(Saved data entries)
--- START ---
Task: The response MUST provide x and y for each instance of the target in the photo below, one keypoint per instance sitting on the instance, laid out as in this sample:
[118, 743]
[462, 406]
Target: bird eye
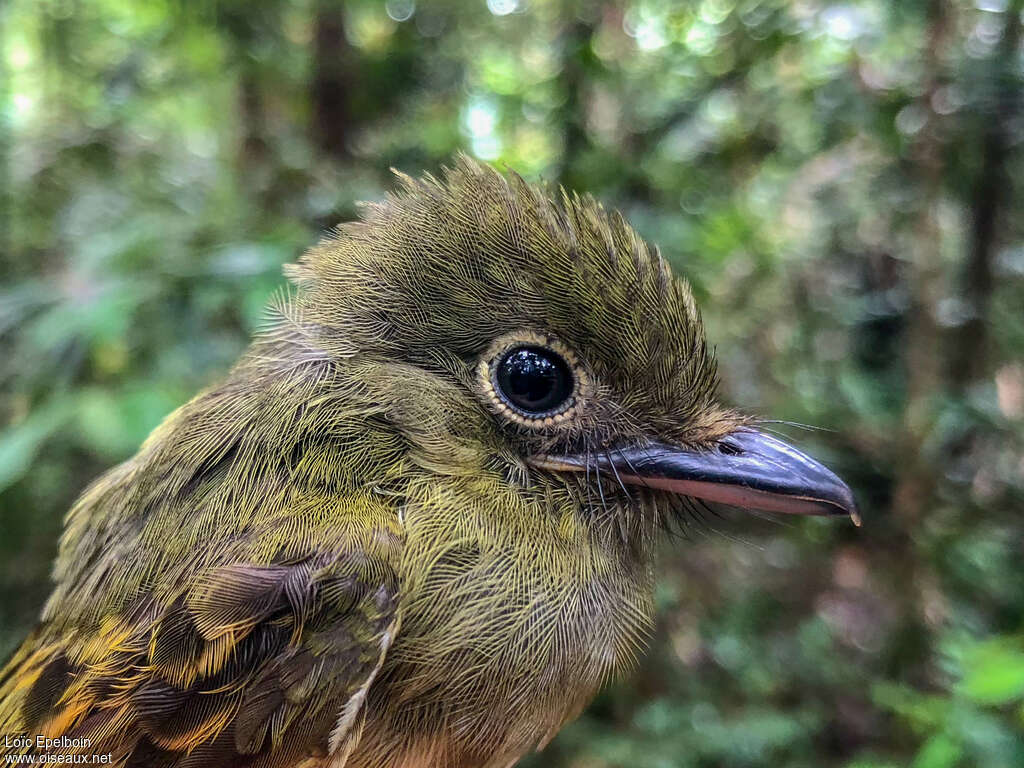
[534, 381]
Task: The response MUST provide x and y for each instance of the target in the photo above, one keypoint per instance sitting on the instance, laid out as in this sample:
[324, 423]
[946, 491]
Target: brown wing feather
[249, 666]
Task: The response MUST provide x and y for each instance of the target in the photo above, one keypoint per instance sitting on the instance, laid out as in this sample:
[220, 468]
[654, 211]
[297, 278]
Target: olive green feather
[340, 554]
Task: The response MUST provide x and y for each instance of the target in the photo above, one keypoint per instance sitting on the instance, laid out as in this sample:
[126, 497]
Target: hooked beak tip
[747, 468]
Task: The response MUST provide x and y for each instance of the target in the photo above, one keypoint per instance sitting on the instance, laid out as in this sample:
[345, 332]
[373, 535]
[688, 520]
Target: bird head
--- END ---
WHAT YOU SHOULD DO:
Take the data above and repeat it exactly, leaving each picture out.

ANSWER BOX:
Task: The response MUST provide x and y for each instance of the target in the photo below, one keypoint per instance sitting on the instance, laid out as in this sample:
[118, 743]
[462, 406]
Target: bird eye
[534, 381]
Task: The response MUST provide x and y for each instance of the target in the photo above, one keypoint per instance sitting on the instance, laid out as in this sample:
[324, 423]
[946, 491]
Target: brown wing feather
[249, 666]
Task: The response MUST provide x and y for each instance of the target in the photo above, one keypoint per instance sitting on the instance, laid out as in this sample:
[220, 468]
[654, 211]
[297, 278]
Target: olive green feather
[340, 554]
Task: The response MUST provide x and y for each instance of the target in the photo above, one keypoint per instance sitting on the instance, laid out as in this sample:
[126, 497]
Target: hooked beak tip
[747, 468]
Task: The response MUST provide x and y for each instance of the target in the photo above, one keypoint per instance sitting on the instance, laid out as in this sample:
[345, 332]
[373, 535]
[688, 520]
Target: bird head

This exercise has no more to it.